WHAT IS BEING ASKED:
Write the entries out again exactly; any picture among them gets left out.

RECORDED INFORMATION:
╭──

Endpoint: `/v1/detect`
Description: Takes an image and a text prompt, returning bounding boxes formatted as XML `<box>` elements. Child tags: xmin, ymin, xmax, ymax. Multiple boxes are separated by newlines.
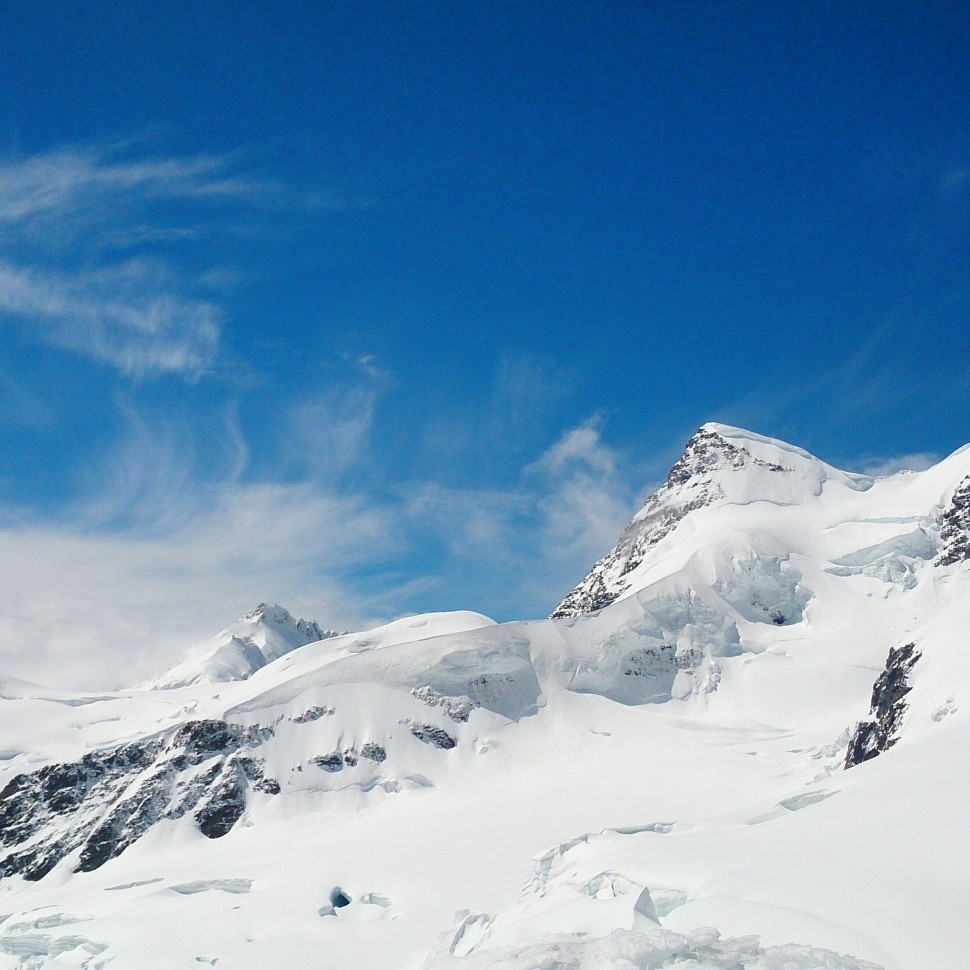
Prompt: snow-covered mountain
<box><xmin>151</xmin><ymin>602</ymin><xmax>343</xmax><ymax>689</ymax></box>
<box><xmin>0</xmin><ymin>423</ymin><xmax>968</xmax><ymax>969</ymax></box>
<box><xmin>552</xmin><ymin>423</ymin><xmax>874</xmax><ymax>618</ymax></box>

╰──

FINISHED TASK:
Endpoint: `/v1/detect`
Description: Takes an image and a text prompt, returning bounding boxes formatted as XML `<box>` elements. Child tags: xmin, ymin, xmax, ymax. Multiple boxes are separated by newlines.
Prompt: snow-covered mountain
<box><xmin>151</xmin><ymin>602</ymin><xmax>343</xmax><ymax>689</ymax></box>
<box><xmin>0</xmin><ymin>423</ymin><xmax>968</xmax><ymax>969</ymax></box>
<box><xmin>552</xmin><ymin>423</ymin><xmax>874</xmax><ymax>618</ymax></box>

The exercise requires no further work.